Your goal: After locating the line with "Where can the red mesh" in the records below, print it and every line after it exactly.

Records supplied:

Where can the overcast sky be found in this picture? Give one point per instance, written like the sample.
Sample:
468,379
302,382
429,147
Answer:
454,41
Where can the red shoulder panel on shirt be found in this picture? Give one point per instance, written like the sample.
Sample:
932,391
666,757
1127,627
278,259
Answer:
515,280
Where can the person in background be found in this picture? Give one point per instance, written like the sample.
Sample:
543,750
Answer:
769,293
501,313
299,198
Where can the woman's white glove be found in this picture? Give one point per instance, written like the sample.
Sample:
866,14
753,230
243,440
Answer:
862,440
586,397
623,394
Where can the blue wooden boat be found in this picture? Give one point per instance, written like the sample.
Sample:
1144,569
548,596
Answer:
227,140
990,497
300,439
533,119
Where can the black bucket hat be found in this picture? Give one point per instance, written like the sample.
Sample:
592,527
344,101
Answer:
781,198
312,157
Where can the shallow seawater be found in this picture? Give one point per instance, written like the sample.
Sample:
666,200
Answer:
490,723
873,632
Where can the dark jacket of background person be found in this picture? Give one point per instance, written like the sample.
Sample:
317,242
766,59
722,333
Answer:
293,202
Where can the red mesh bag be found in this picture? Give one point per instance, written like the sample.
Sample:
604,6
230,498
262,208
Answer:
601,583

Output:
Where can the red mesh bag be found in this picture? Give one point per instance, written like the sample.
Sample:
604,6
230,498
262,208
Answer:
601,583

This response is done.